(Region segmentation data)
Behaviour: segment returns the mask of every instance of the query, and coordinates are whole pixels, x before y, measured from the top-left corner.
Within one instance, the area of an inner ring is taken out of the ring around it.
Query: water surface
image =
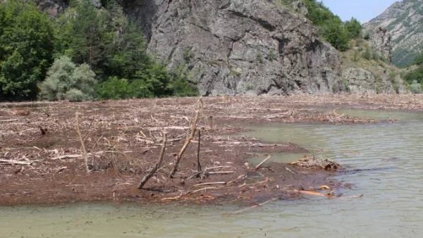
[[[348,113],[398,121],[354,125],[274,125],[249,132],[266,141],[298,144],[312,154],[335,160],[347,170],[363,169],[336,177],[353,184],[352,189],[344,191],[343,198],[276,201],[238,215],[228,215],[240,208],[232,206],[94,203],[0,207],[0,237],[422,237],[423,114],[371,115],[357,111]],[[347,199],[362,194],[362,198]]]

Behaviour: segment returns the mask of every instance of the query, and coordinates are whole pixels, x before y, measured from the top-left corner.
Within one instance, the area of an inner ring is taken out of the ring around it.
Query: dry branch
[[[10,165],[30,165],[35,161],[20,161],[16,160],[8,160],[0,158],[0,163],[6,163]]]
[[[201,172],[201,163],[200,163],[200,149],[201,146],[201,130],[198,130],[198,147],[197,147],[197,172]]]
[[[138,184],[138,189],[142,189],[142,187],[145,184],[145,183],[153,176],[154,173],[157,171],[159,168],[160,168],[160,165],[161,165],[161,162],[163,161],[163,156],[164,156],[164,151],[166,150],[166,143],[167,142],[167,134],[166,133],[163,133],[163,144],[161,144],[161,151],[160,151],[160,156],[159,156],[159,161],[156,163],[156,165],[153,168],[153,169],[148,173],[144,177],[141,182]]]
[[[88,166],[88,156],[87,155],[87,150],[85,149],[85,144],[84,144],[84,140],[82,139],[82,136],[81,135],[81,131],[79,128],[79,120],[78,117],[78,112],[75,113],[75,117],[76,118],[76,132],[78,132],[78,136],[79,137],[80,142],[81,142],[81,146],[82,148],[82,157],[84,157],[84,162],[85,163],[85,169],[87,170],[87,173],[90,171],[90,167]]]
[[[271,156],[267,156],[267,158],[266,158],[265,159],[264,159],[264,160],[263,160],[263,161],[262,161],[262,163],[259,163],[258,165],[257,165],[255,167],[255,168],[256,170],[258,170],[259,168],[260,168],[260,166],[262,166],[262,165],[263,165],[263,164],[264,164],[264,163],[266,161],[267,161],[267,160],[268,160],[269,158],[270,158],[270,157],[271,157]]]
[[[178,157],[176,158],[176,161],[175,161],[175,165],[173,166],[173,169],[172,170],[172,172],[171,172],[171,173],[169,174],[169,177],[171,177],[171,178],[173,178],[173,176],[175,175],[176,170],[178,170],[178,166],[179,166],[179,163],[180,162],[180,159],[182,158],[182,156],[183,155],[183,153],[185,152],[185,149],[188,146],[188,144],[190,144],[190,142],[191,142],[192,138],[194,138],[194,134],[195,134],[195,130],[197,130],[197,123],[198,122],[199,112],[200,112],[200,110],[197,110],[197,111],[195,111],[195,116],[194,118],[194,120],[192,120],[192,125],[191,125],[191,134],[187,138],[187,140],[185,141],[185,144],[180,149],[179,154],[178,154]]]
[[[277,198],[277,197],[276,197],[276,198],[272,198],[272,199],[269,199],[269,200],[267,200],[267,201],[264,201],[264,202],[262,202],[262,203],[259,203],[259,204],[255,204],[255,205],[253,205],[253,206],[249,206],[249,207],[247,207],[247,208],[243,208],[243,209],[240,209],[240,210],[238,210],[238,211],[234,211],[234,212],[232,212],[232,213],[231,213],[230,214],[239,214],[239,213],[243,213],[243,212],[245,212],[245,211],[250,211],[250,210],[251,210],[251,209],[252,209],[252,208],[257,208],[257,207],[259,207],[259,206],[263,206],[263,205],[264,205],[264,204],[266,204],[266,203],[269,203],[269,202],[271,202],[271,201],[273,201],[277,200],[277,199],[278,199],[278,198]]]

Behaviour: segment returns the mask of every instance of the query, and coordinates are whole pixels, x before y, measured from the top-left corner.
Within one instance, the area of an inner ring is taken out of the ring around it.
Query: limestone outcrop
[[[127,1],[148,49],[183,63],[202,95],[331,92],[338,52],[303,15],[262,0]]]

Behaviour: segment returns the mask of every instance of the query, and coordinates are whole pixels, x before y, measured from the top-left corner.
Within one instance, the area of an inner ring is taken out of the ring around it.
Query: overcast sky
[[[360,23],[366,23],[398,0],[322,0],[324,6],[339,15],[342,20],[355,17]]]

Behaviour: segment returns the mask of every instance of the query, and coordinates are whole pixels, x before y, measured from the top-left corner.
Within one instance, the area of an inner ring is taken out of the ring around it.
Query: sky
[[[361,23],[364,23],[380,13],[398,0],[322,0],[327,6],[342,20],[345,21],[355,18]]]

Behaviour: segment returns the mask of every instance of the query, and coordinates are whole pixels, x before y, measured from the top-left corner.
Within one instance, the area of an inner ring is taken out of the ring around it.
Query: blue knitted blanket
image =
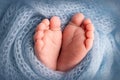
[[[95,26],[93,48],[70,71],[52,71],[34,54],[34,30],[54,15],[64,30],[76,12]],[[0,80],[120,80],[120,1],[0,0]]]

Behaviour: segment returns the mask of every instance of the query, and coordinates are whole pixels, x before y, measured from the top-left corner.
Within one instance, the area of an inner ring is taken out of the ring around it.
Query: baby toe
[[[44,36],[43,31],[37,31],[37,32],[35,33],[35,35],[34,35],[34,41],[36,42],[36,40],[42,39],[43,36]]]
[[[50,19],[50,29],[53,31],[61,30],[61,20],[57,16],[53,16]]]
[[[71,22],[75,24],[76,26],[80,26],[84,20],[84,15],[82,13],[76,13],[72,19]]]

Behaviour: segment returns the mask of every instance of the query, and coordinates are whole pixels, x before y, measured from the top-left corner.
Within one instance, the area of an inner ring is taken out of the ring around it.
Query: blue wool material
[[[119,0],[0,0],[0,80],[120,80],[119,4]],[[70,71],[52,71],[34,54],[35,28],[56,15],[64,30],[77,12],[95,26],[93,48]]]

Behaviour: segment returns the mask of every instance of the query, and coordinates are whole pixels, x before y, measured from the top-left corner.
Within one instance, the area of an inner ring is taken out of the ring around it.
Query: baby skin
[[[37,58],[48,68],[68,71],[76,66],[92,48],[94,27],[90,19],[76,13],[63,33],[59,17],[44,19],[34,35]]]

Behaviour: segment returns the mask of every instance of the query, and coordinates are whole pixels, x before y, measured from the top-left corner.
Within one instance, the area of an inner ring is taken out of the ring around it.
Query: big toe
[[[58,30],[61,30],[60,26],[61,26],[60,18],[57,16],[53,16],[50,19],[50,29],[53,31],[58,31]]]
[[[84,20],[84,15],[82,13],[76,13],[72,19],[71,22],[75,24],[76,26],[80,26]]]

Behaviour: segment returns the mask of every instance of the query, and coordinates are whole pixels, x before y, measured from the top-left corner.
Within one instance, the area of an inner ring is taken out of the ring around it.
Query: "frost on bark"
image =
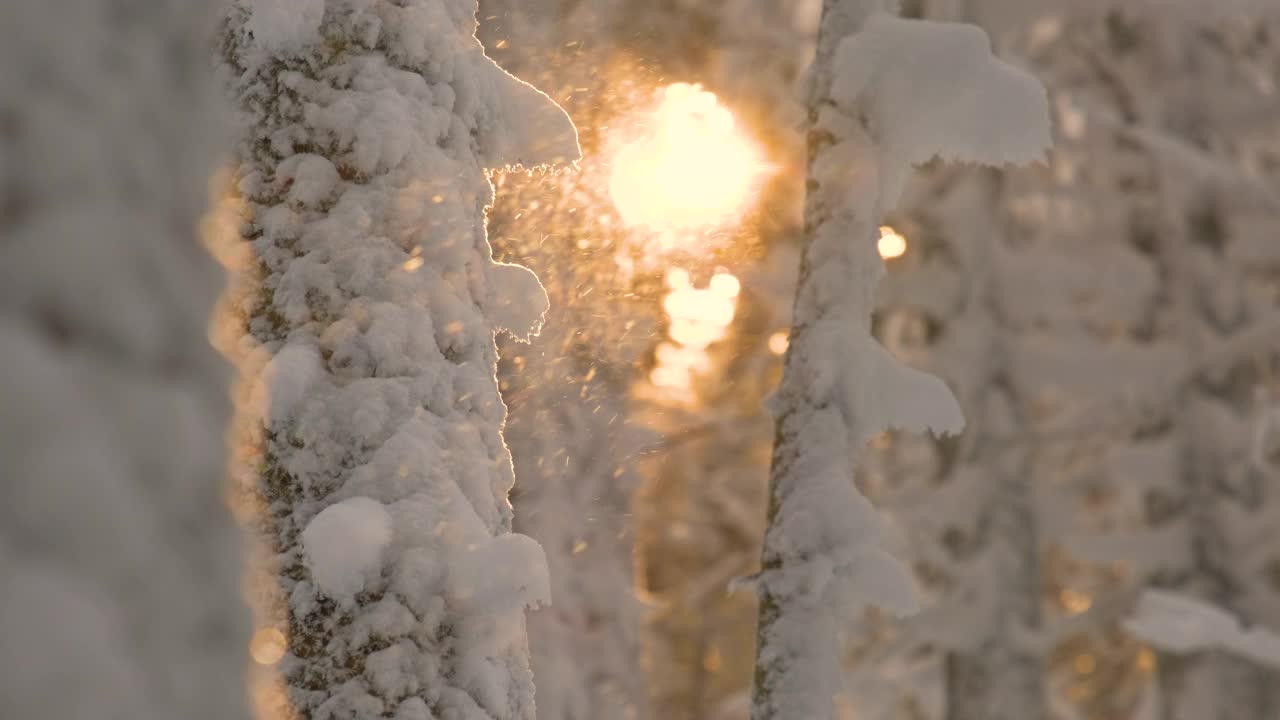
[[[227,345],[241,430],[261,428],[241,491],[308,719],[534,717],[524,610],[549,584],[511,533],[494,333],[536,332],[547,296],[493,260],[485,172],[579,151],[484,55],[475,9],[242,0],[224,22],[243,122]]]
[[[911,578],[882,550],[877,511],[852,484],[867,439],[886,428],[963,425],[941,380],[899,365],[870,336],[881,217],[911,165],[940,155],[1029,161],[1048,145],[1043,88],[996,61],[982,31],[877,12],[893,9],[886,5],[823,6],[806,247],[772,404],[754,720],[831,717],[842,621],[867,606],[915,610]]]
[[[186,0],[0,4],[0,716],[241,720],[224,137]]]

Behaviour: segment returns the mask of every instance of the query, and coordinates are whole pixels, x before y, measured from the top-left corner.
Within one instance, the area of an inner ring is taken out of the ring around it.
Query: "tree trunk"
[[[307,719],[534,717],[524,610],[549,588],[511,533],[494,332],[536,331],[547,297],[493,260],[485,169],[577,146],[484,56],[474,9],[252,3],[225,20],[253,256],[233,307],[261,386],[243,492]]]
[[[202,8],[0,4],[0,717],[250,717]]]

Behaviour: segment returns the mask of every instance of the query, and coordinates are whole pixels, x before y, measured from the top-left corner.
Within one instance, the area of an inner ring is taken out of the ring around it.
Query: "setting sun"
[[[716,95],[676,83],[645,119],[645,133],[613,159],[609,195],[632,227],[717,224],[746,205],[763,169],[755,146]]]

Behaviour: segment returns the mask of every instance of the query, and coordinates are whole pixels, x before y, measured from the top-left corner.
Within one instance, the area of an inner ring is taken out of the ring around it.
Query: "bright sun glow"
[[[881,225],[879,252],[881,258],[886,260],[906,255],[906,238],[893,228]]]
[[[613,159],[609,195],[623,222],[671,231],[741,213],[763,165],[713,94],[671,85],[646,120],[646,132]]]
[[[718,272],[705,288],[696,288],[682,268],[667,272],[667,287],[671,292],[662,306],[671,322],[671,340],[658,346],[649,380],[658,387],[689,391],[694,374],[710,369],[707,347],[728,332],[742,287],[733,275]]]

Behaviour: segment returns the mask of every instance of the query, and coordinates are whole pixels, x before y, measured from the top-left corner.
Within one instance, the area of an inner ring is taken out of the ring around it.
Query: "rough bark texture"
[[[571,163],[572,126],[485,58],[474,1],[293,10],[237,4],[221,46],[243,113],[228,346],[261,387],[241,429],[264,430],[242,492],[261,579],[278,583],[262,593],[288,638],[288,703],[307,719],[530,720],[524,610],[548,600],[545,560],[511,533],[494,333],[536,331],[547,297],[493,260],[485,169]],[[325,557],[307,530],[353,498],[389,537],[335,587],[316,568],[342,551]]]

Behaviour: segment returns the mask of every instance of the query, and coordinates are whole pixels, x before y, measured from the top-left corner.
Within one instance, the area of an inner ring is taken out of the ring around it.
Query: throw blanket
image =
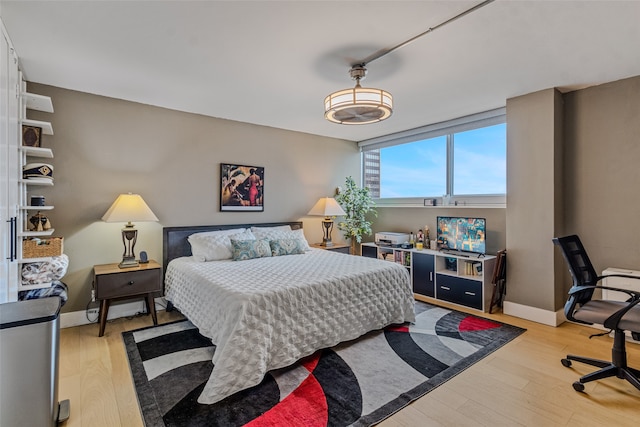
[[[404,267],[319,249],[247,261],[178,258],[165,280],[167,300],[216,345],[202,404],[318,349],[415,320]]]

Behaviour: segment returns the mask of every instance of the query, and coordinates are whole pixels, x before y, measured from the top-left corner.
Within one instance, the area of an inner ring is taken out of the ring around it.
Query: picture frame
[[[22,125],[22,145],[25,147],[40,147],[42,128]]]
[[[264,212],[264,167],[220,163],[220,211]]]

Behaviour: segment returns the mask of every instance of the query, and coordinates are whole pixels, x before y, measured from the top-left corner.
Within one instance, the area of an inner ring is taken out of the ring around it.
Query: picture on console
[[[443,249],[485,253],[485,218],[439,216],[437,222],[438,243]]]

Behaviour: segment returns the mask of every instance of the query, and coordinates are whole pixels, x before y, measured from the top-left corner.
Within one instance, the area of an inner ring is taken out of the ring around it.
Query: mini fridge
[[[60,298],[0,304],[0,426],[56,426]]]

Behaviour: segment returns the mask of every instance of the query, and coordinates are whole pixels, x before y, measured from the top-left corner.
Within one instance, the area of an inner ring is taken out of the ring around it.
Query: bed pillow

▸ **GOAL OF THE EXERCISE**:
Pull out every line of the material that contains the string "picture". Case matters.

▸ **CORRECT ANSWER**:
Query: picture frame
Query: picture on console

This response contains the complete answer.